• _What is being asked_
Below are records to repeat exactly; do not include any pictures.

┄┄┄┄┄┄

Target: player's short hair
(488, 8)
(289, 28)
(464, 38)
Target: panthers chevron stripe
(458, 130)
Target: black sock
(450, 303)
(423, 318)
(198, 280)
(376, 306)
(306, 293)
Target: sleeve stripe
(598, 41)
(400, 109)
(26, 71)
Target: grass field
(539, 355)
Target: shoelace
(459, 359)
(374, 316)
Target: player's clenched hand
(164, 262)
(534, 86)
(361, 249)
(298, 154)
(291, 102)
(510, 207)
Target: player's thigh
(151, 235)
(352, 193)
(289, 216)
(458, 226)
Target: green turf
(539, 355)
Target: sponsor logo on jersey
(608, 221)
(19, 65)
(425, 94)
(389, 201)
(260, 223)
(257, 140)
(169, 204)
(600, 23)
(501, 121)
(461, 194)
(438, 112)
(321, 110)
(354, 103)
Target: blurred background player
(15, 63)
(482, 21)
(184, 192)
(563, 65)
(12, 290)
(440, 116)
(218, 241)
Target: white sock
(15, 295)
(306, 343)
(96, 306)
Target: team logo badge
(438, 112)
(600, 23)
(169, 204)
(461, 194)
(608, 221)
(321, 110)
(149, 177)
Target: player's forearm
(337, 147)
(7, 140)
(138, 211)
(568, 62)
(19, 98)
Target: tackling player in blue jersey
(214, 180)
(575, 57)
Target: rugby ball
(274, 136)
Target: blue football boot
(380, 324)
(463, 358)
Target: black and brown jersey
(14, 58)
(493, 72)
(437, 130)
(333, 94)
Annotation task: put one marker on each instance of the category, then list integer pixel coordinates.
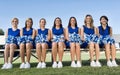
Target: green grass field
(66, 70)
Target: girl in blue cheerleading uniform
(42, 43)
(57, 35)
(91, 40)
(26, 42)
(73, 41)
(12, 36)
(107, 41)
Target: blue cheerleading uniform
(58, 35)
(89, 35)
(73, 36)
(27, 36)
(42, 37)
(13, 36)
(105, 37)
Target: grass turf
(66, 70)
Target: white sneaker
(109, 64)
(27, 65)
(60, 65)
(39, 65)
(9, 66)
(43, 65)
(78, 64)
(54, 65)
(4, 66)
(73, 64)
(22, 66)
(114, 63)
(92, 64)
(98, 64)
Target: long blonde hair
(92, 21)
(28, 20)
(15, 19)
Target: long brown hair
(28, 20)
(69, 24)
(15, 19)
(92, 21)
(54, 25)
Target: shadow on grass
(66, 63)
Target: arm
(79, 31)
(6, 33)
(66, 34)
(110, 31)
(49, 35)
(33, 34)
(21, 32)
(36, 32)
(82, 33)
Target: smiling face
(72, 21)
(103, 21)
(88, 20)
(14, 22)
(42, 22)
(29, 23)
(57, 22)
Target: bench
(2, 44)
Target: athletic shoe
(109, 64)
(9, 66)
(98, 64)
(27, 65)
(114, 63)
(54, 65)
(4, 66)
(60, 65)
(78, 64)
(73, 64)
(92, 64)
(39, 65)
(43, 65)
(22, 66)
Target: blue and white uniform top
(89, 35)
(42, 36)
(105, 37)
(58, 35)
(74, 35)
(13, 36)
(27, 36)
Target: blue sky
(50, 9)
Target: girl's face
(14, 23)
(57, 22)
(72, 21)
(42, 23)
(103, 21)
(88, 20)
(29, 23)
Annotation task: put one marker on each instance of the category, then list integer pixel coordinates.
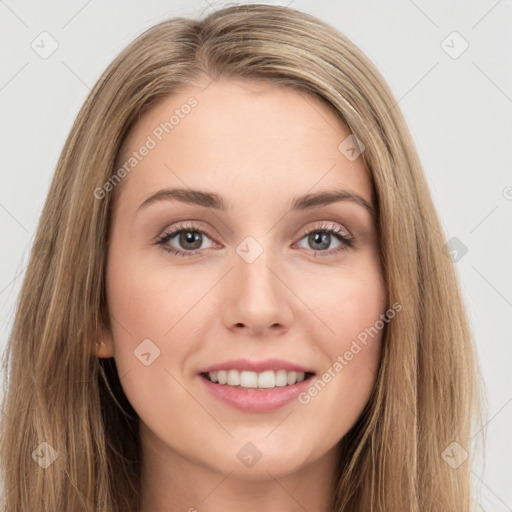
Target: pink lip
(255, 400)
(256, 366)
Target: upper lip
(256, 366)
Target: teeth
(263, 380)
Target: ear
(105, 345)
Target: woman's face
(261, 273)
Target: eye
(188, 236)
(321, 237)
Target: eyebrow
(217, 202)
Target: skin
(258, 146)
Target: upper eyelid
(196, 226)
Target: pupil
(322, 238)
(191, 237)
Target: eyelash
(347, 242)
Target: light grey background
(458, 109)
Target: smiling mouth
(256, 380)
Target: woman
(255, 369)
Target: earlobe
(105, 346)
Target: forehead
(242, 139)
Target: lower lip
(256, 400)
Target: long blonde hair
(61, 400)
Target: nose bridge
(257, 265)
(259, 298)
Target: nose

┄┄┄┄┄┄

• _Task response_
Target: player's short hair
(488, 8)
(289, 28)
(464, 38)
Target: panthers chevron stripe
(458, 130)
Target: black sock
(450, 303)
(423, 318)
(198, 280)
(376, 306)
(306, 293)
Target: sleeve stripe
(598, 41)
(400, 109)
(26, 71)
Target: grass field
(539, 355)
Target: shoelace
(459, 359)
(374, 316)
Target: player's clenched hand
(164, 262)
(534, 86)
(361, 249)
(298, 154)
(291, 102)
(510, 207)
Target: player's thigh
(151, 235)
(352, 193)
(289, 216)
(458, 226)
Target: green turf
(539, 355)
Target: sponsor logo on jersey
(608, 221)
(19, 65)
(425, 94)
(389, 201)
(260, 223)
(257, 140)
(169, 204)
(600, 23)
(501, 121)
(461, 194)
(438, 112)
(321, 110)
(354, 103)
Target: blurred background player
(15, 63)
(482, 21)
(184, 192)
(563, 65)
(12, 290)
(440, 116)
(218, 241)
Target: white sock
(15, 295)
(306, 343)
(96, 306)
Target: team logo badge
(438, 112)
(600, 23)
(169, 204)
(461, 194)
(608, 221)
(321, 110)
(149, 177)
Target: player's forearm
(337, 147)
(7, 140)
(138, 211)
(568, 62)
(19, 98)
Target: tackling player in blue jersey
(214, 180)
(575, 57)
Target: rugby ball
(274, 136)
Target: blue football boot
(380, 324)
(463, 358)
Target: black and brown jersey
(14, 58)
(493, 72)
(437, 130)
(333, 94)
Annotation task: put one marker on each instance of the category, then list integer pixel coordinates.
Target: green grass field
(66, 70)
Target: girl in blue cheerleading uniform
(42, 43)
(57, 35)
(91, 40)
(26, 42)
(73, 41)
(12, 36)
(107, 41)
Target: blue cheerleading uniform
(58, 35)
(89, 35)
(73, 36)
(27, 36)
(42, 37)
(13, 36)
(105, 37)
Target: grass turf
(66, 70)
Target: white sneaker
(109, 64)
(27, 65)
(60, 65)
(39, 65)
(9, 66)
(43, 65)
(78, 64)
(54, 65)
(4, 66)
(73, 64)
(22, 66)
(114, 63)
(92, 64)
(98, 64)
Target: long blonde hair
(92, 21)
(28, 20)
(15, 19)
Target: long brown hair
(28, 20)
(69, 24)
(15, 19)
(92, 21)
(54, 25)
Target: shadow on grass
(66, 63)
Target: arm
(79, 31)
(6, 33)
(66, 34)
(110, 31)
(49, 35)
(33, 34)
(21, 32)
(36, 32)
(82, 33)
Target: smiling face
(72, 21)
(103, 21)
(88, 20)
(14, 22)
(42, 22)
(29, 23)
(57, 22)
Target: bench
(2, 44)
Target: athletic shoe
(109, 64)
(9, 66)
(98, 64)
(27, 65)
(114, 63)
(54, 65)
(4, 66)
(60, 65)
(78, 64)
(73, 64)
(92, 64)
(39, 65)
(43, 65)
(22, 66)
Target: blue and white uniform top
(89, 35)
(42, 36)
(105, 37)
(58, 35)
(74, 35)
(13, 36)
(27, 36)
Target: blue sky
(50, 9)
Target: girl's face
(14, 23)
(57, 22)
(72, 21)
(42, 23)
(103, 21)
(88, 20)
(29, 23)
Annotation task: put one marker on each instance of the category, then list integer pixel coordinates.
Target: pink lip
(255, 400)
(256, 366)
Target: upper lip
(256, 366)
Target: teeth
(263, 380)
Target: ear
(105, 345)
Target: woman's face
(261, 273)
Target: eye
(188, 236)
(321, 237)
Target: eyebrow
(217, 202)
Target: skin
(258, 146)
Target: upper eyelid
(196, 226)
Target: pupil
(322, 238)
(191, 237)
Target: eyelash
(347, 242)
Target: light grey background
(458, 109)
Target: smiling mouth
(256, 380)
Target: woman
(255, 369)
Target: earlobe
(105, 346)
Target: forehead
(242, 139)
Target: lower lip
(256, 400)
Target: long blonde hair
(61, 400)
Target: nose bridge
(257, 265)
(259, 298)
Target: nose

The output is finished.